Material provided:

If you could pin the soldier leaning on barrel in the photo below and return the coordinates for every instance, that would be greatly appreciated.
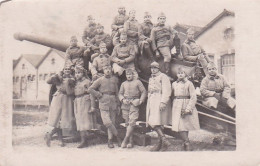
(106, 90)
(94, 43)
(144, 33)
(61, 108)
(74, 54)
(158, 105)
(132, 94)
(214, 89)
(191, 51)
(85, 119)
(118, 22)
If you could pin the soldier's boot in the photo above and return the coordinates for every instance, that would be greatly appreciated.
(165, 144)
(131, 142)
(83, 139)
(110, 143)
(59, 132)
(157, 146)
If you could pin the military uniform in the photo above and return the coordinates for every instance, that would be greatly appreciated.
(216, 84)
(191, 51)
(134, 92)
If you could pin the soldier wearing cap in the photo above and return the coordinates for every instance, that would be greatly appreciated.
(158, 105)
(215, 89)
(144, 33)
(123, 56)
(191, 51)
(90, 31)
(162, 41)
(106, 90)
(100, 37)
(74, 54)
(132, 94)
(119, 20)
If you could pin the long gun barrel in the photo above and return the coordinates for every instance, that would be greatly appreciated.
(58, 45)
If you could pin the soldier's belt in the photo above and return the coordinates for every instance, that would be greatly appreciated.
(109, 93)
(181, 97)
(154, 91)
(81, 95)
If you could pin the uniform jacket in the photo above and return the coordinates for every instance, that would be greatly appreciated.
(106, 85)
(99, 62)
(119, 20)
(106, 38)
(161, 36)
(124, 52)
(190, 50)
(159, 91)
(89, 33)
(74, 56)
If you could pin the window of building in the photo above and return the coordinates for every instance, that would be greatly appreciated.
(52, 61)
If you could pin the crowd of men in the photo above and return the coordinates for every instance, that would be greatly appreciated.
(115, 55)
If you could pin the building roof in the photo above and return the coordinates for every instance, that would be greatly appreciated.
(214, 21)
(36, 60)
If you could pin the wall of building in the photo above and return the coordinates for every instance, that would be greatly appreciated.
(24, 85)
(53, 64)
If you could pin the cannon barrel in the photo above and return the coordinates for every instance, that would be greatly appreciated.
(58, 45)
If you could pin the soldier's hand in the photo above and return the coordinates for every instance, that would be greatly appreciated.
(162, 106)
(217, 96)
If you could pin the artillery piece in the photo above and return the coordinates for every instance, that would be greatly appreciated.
(210, 119)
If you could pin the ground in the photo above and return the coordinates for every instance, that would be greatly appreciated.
(29, 128)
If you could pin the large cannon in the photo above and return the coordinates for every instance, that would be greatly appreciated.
(211, 120)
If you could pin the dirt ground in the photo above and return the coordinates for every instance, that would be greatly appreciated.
(29, 128)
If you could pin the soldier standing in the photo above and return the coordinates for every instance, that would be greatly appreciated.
(123, 56)
(158, 105)
(99, 37)
(118, 22)
(191, 51)
(74, 54)
(214, 89)
(106, 90)
(162, 41)
(144, 33)
(131, 94)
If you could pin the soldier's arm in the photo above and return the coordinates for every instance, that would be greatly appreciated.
(186, 55)
(166, 89)
(193, 97)
(227, 89)
(143, 91)
(93, 89)
(204, 89)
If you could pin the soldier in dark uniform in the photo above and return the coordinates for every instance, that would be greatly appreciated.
(162, 41)
(74, 54)
(94, 43)
(119, 20)
(144, 33)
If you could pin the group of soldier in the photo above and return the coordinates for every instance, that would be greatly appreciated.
(116, 55)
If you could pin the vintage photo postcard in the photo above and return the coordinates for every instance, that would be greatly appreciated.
(129, 82)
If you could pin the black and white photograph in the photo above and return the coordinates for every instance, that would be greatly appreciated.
(123, 78)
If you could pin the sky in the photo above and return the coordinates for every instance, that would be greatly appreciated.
(60, 19)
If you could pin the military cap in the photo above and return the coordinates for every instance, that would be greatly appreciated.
(147, 14)
(211, 65)
(102, 45)
(73, 38)
(129, 71)
(155, 65)
(161, 15)
(190, 30)
(99, 25)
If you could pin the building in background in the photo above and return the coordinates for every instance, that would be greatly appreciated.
(30, 73)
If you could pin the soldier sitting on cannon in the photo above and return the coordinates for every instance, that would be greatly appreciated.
(94, 43)
(191, 51)
(74, 54)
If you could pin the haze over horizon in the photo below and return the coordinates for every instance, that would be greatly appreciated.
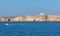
(29, 7)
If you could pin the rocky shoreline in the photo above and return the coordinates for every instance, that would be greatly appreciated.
(40, 17)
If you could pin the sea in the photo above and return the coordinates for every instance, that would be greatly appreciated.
(30, 28)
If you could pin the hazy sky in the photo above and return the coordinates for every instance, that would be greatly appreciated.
(29, 7)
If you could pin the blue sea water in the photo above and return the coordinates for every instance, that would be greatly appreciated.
(29, 28)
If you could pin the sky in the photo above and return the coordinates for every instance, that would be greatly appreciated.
(29, 7)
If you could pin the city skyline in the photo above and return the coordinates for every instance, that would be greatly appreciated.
(29, 7)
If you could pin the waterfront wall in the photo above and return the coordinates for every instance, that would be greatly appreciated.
(40, 17)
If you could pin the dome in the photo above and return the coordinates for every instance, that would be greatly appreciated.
(41, 13)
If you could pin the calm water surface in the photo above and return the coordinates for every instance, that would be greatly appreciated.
(29, 28)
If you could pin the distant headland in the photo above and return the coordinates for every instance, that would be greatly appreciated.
(40, 17)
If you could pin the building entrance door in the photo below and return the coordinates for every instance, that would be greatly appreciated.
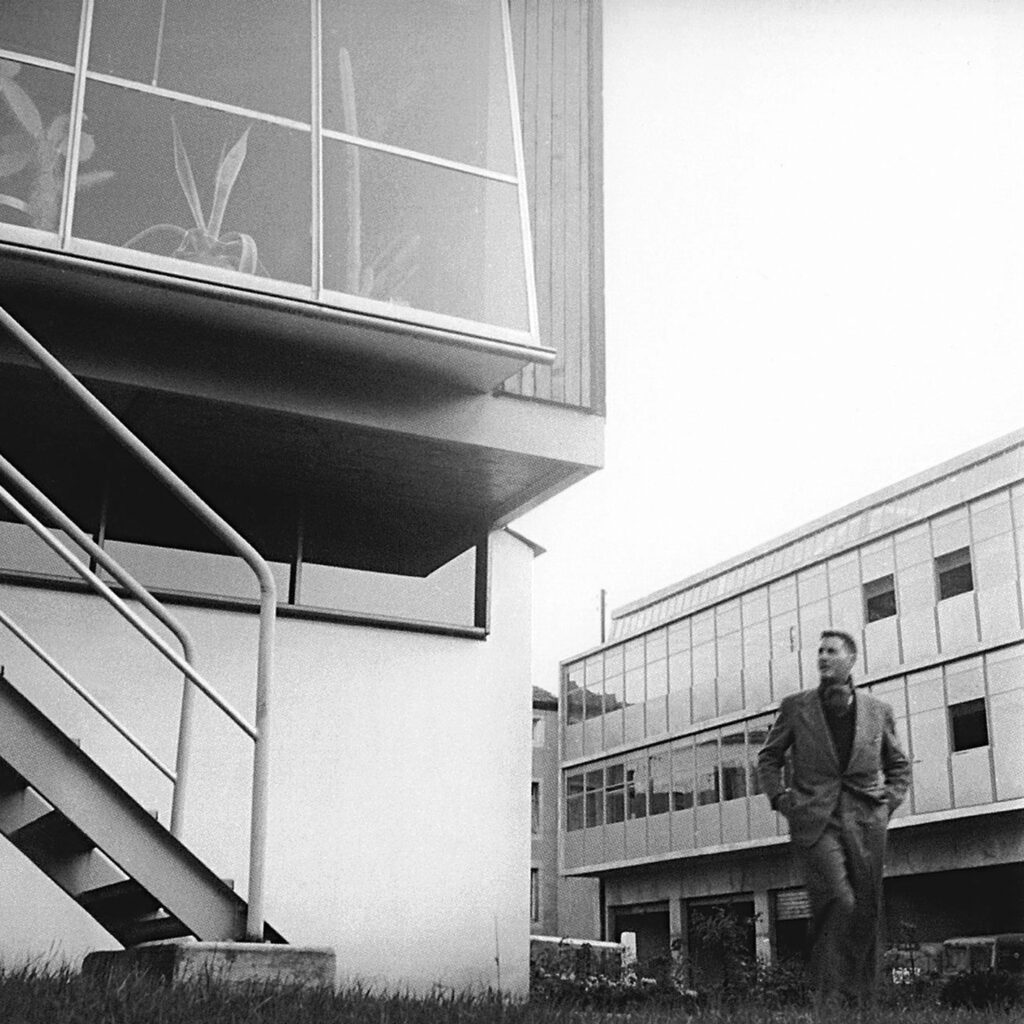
(649, 923)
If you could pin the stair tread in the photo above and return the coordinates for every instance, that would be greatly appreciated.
(117, 902)
(87, 802)
(132, 933)
(10, 779)
(50, 835)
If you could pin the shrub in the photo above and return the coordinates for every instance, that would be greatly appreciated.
(983, 989)
(572, 977)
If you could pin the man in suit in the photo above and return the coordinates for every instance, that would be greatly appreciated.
(847, 774)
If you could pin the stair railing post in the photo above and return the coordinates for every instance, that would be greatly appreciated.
(255, 914)
(102, 558)
(235, 541)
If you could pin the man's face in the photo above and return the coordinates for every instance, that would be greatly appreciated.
(835, 662)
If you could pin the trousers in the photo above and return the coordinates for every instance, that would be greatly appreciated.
(843, 872)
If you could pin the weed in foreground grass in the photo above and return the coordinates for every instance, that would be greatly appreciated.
(32, 995)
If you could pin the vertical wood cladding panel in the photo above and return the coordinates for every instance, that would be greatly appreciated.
(557, 47)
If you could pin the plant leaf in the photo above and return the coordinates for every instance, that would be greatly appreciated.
(86, 147)
(227, 172)
(249, 259)
(93, 178)
(15, 154)
(17, 204)
(57, 131)
(183, 169)
(22, 107)
(179, 233)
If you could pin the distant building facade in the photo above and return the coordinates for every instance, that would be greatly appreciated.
(345, 275)
(558, 905)
(662, 725)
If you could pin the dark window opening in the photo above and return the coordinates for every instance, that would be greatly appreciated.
(595, 798)
(969, 724)
(636, 792)
(573, 803)
(880, 598)
(615, 795)
(953, 573)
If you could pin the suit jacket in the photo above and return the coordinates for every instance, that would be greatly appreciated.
(878, 773)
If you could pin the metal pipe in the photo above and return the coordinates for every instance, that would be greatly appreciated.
(235, 541)
(101, 557)
(62, 552)
(84, 694)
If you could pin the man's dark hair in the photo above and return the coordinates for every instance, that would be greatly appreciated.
(848, 641)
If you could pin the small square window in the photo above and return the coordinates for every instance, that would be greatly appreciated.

Work instructions: Copy the records exactly. Skip any pictures.

Written response:
If you could pin the soldier leaning on barrel in the photo below and return the coordinates for every instance, that would be greatly appreciated.
(106, 90)
(94, 43)
(144, 33)
(61, 108)
(74, 54)
(158, 105)
(132, 94)
(214, 89)
(191, 51)
(85, 119)
(118, 22)
If you could pin the soldier's boot in the photo above and return the coordinates for every instance, that would be greatly appreciated.
(165, 144)
(131, 142)
(83, 139)
(110, 143)
(59, 132)
(157, 146)
If you could pin the military uniform in the photo above and return the coordinates for every instance, that would be greatly appreciated.
(216, 84)
(191, 51)
(134, 92)
If you could pin the soldier wearing cap in the photo above and return the coordinates for every instance, that would be greatly appreciated.
(158, 105)
(215, 89)
(144, 33)
(123, 56)
(191, 51)
(90, 31)
(162, 41)
(106, 90)
(100, 37)
(74, 54)
(132, 94)
(119, 20)
If you could pin the long gun barrel in the photo above and return the coordinates for every instance, that would be greatly appreciated.
(58, 45)
If you could pin the soldier's belt in the photo above and return the coordinates for every instance, that would be greatly appreciated.
(109, 93)
(181, 97)
(154, 91)
(81, 95)
If you could pin the uniform jacket in the photo above and return the coordinates for every instance, that would be greatly appreciated.
(106, 85)
(99, 62)
(119, 20)
(106, 38)
(161, 36)
(124, 52)
(190, 50)
(159, 91)
(89, 33)
(74, 56)
If you could pin the window of building in the photo above and return the coordinates for every instance, that would be greatly appreciated.
(52, 61)
If you could pin the crowd of men in the photo above and return the coordinates for every instance, that would be greatly appreciated.
(115, 55)
If you could pin the building roof in the photo above and return the coordinates for every instance, that would be greatly appreciated.
(214, 21)
(36, 60)
If you could pin the wall of building in the photo above and return the coordinates for every instance, that would be greatly appreciated.
(24, 85)
(53, 64)
If you could pin the cannon barrel in the photo above and return the coordinates for every instance, that would be greatly appreciated.
(58, 45)
If you could pin the soldier's hand in the photo above and return the coordinates for every instance, that would be greatly appreciated.
(162, 106)
(217, 96)
If you could pin the artillery piece in the photo above and return the coordinates for every instance, that would be greatly appreciated.
(210, 119)
If you could pin the ground in the photo above and return the coordinates for every instance, that would be greatly appreciated.
(29, 128)
If you could pin the large cannon in the photo above and return the coordinates for every instance, that would be greatly appreciated.
(211, 120)
If you could pin the dirt ground in the photo above and return the coordinates for every instance, that would be greatly appreciated.
(29, 128)
If you could pin the soldier standing in the photo above and return the coordinates for every instance, that would be greatly appreciated.
(123, 56)
(158, 105)
(99, 37)
(118, 22)
(191, 51)
(74, 54)
(214, 89)
(106, 90)
(162, 41)
(144, 33)
(131, 94)
If you could pin the soldier's arm in the photo above and return the coordinates for every instance, that would be greatly appreciated.
(186, 55)
(166, 89)
(193, 97)
(227, 89)
(143, 91)
(93, 89)
(204, 89)
If you could pin the soldier in dark uniform in the photo above and return the coordinates for every instance, that would be greatly appreciated.
(162, 41)
(74, 54)
(94, 43)
(119, 20)
(144, 33)
If you could pin the group of soldier in the photo above and return the coordinates for every instance, that would be greatly appreciated.
(116, 55)
If you could pin the vintage photo postcard in the photo above and return the coordinates for every instance, that would be greatly appreciated.
(129, 82)
If you could pin the black and white photograph in the photo above and return the coordinates for every instance, that would be greatly appreciated.
(123, 78)
If you could pin the sky in the photo above and return the coordinates for every instance, that would be greatly appreciated.
(60, 19)
If you could pin the military cap in the photo above and return the coordinates for every instance, that would be greatly appreciated.
(147, 14)
(211, 65)
(102, 45)
(73, 38)
(129, 71)
(155, 65)
(161, 15)
(190, 30)
(99, 25)
If you could pin the building in background in the photo above and return the coordinates for every instance, that would be greatly appreciated.
(30, 73)
If you could pin the soldier sitting on cannon in the photo above and return the coordinates for every instance, that would be greatly appreciated.
(94, 43)
(191, 51)
(74, 54)
If you could pin the haze over horizon in the photo below and return the coordinates for every instance, that would be greatly appreciated.
(29, 7)
If you could pin the rocky shoreline in the photo above and return the coordinates for every instance, that would be greatly appreciated.
(40, 17)
If you could pin the sea in the photo above and return the coordinates for every instance, that would be greatly appreciated.
(30, 28)
If you could pin the hazy sky in the photo above and return the coordinates for every instance, that would be greatly appreciated.
(29, 7)
If you could pin the blue sea water in the photo above and return the coordinates for every instance, that would be greatly appreciated.
(29, 28)
If you could pin the sky in the photo above and return the coordinates for every instance, that would be greatly appreciated.
(29, 7)
If you could pin the city skyline in the photo above and return the coordinates for every instance, that would be greatly appreciated.
(29, 7)
If you could pin the waterfront wall in the photo above and return the coordinates for every instance, that would be greatly appreciated.
(40, 17)
If you could pin the dome in the photo above and return the coordinates for every instance, that would be greatly appreciated.
(41, 13)
If you could pin the calm water surface in the photo above and return the coordinates for every instance, that would be greatly appreciated.
(29, 28)
If you could pin the distant headland in the photo above and return the coordinates for every instance, that would be greatly appreciated.
(40, 17)
If you could pin the building entrance door in the photo below and return the coordinates for every instance, that would be greatly appreciated.
(649, 923)
If you could pin the stair tread in the photo above and return the coordinates for every instance, that would be greatly appreciated.
(117, 902)
(87, 802)
(132, 933)
(10, 779)
(50, 835)
If you could pin the shrub in the photo above and return the coordinates for every instance, that would be greatly appreciated.
(983, 989)
(572, 977)
If you could pin the man in suit in the photo above and return the coordinates for every instance, that would be greatly appreciated.
(847, 774)
If you could pin the stair railing post in the photo above and return the coordinates for every instance, that would be greatly appreciated.
(255, 914)
(102, 558)
(235, 541)
If you could pin the man's face in the photo above and return the coordinates for every instance, that would be greatly appreciated.
(835, 662)
If you could pin the trousers in the photo above and return the coordinates for every instance, that would be greatly appreciated.
(843, 872)
If you could pin the weed in foreground grass in the photo above and return the coordinates for every instance, that would be greatly appreciated.
(32, 995)
If you could pin the vertical wood cladding panel in the photo above and return the coordinates for every instance, that would be greatly appreciated.
(557, 47)
If you could pin the plant leaf in the photo above and return the coordinates for every instance, that would be greatly appreciated.
(86, 147)
(227, 172)
(249, 259)
(93, 178)
(15, 154)
(17, 204)
(57, 131)
(183, 169)
(22, 107)
(179, 233)
If you could pin the distant building facade in the photo above and return the coordinates for every instance, that would be greatly appreciated.
(345, 275)
(558, 905)
(662, 725)
If you could pin the dark window opening in the photo above and return the coordinates for every instance, that would be greatly appreciated.
(595, 798)
(969, 724)
(636, 792)
(573, 803)
(880, 598)
(615, 795)
(953, 573)
If you could pin the suit jacket in the photo above and return the coordinates for every instance, that would be greatly appreciated.
(878, 773)
If you could pin the metal pipe in the photo above and return the coordinates for every instance, that would be greatly appreciated.
(235, 541)
(101, 557)
(62, 552)
(84, 694)
If you could pin the man's dark hair in the photo above and return the coordinates for every instance, that would be greatly appreciated.
(848, 641)
If you could pin the small square window in the photo above and return the coordinates for every instance, that would be greatly appreciated.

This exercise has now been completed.